*** Opening Provided entries ***

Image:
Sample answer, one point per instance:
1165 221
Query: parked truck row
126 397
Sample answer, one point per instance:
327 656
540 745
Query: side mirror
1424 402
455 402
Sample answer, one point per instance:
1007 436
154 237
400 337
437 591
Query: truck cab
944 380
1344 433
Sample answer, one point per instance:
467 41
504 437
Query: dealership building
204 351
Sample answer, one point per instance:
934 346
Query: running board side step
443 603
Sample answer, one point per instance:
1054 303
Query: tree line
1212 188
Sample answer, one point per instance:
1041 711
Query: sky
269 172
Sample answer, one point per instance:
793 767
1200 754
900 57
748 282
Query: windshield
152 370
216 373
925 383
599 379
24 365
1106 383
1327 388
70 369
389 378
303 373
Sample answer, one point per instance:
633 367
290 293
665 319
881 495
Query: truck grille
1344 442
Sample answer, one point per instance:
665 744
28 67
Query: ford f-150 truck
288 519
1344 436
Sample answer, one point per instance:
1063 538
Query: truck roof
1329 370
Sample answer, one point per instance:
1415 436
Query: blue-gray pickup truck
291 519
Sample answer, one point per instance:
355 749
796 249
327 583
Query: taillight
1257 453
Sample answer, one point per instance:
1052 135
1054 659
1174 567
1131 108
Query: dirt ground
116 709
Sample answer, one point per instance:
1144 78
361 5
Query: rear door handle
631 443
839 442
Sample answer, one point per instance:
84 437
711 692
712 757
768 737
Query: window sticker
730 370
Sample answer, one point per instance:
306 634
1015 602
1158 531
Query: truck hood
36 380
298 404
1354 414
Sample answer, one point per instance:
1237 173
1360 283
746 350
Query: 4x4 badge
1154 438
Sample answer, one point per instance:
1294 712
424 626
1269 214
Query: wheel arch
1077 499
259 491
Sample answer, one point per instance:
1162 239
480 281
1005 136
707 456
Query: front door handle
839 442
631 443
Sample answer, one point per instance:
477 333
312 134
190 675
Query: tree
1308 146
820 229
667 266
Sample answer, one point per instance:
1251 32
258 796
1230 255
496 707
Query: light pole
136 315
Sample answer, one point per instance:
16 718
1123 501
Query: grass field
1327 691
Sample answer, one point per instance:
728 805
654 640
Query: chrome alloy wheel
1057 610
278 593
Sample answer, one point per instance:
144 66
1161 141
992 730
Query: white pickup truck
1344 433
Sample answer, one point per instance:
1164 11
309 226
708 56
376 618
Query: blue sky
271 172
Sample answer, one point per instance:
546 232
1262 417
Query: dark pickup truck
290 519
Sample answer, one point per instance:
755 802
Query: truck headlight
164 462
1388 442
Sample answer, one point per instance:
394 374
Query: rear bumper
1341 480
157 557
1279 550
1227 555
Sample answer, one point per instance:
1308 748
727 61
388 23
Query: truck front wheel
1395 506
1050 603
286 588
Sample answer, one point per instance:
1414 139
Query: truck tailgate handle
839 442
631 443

*** Closing Provided entries ***

§ **Directions for this task**
Once more, give all the records exactly as they were written.

§ **The completed task**
Image:
Sample answer, one point per instance:
1165 221
Query: parked truck row
126 397
Sample answer, one point per instance:
327 656
540 745
Query: side mirror
1424 402
455 402
Sample answer, one point per instance:
1007 436
154 237
400 337
437 591
Query: truck cab
944 380
1344 433
Sample answer, one point per instance:
467 41
504 437
Query: dealership building
204 351
Sample answer, one point per instance:
934 346
Query: running board side step
443 603
Sample answer, one point per instance:
1054 303
Query: tree line
1212 188
Sample answer, one point per instance:
1041 711
Query: sky
269 172
Sample answer, one point per instance:
793 767
1200 754
900 57
748 282
Query: windshield
152 370
216 373
925 383
599 379
24 365
1106 383
1327 388
70 369
389 378
303 373
Sample answer, one point per instance:
633 367
290 293
665 319
881 495
Query: truck grille
1344 442
Sample answer, one point per instance:
665 744
28 67
Query: ford f-150 truck
288 519
1344 436
Sample answer, one point per instance:
1063 538
Query: truck roof
1329 370
Sample answer, one point per instance:
1415 436
Query: blue-gray pickup truck
291 519
Sample answer, one point per instance:
355 749
796 249
327 583
Query: taillight
1257 453
Sample answer, one point per instance:
1052 135
1054 659
1174 567
1131 108
Query: dirt ground
116 709
Sample answer, one point per instance:
1144 78
361 5
Query: rear door handle
631 443
839 442
Sample answer, one point per instance:
84 437
711 692
712 757
768 737
Query: window sticker
730 370
Sample answer, one point per instance:
306 634
1015 602
1158 531
Query: truck hood
36 380
298 404
1354 414
Sample answer, one point per instance:
1237 173
1360 283
746 350
Query: 4x4 badge
1154 438
Sample answer, one point per instance:
1294 712
424 626
1269 214
Query: wheel arch
1077 499
259 491
Sample answer, one point per instance:
1162 239
480 281
1005 136
707 456
Query: front door handle
839 442
631 443
Sample answer, one point per instance:
477 333
312 134
190 675
Query: tree
1308 146
820 229
667 266
Sample answer, one point per instance:
1251 32
258 796
1230 255
496 707
Query: light pole
136 315
Sample answer, one point per instance:
16 718
1123 501
Query: grass field
1327 691
Sample answer, one point per instance:
728 805
654 640
Query: chrome alloy wheel
1057 610
278 593
Sample answer, one point per instance:
144 66
1161 141
992 730
Query: white pickup truck
1344 433
Sample answer, one point per instance:
1164 11
309 226
708 56
376 618
Query: blue sky
271 172
Sample answer, one point per instance:
546 232
1262 417
Query: dark pickup truck
290 519
Sample answer, one point per instance:
755 802
Query: truck headlight
164 462
1388 442
Sample answer, one point per instance:
394 374
Query: rear bumper
1341 480
157 557
1279 550
1227 555
Sample answer, one point per instance:
1308 748
727 61
388 23
Query: truck front wheel
1395 506
1050 603
286 588
Sample answer, one point per instance:
1414 139
Query: truck tailgate handle
839 442
631 443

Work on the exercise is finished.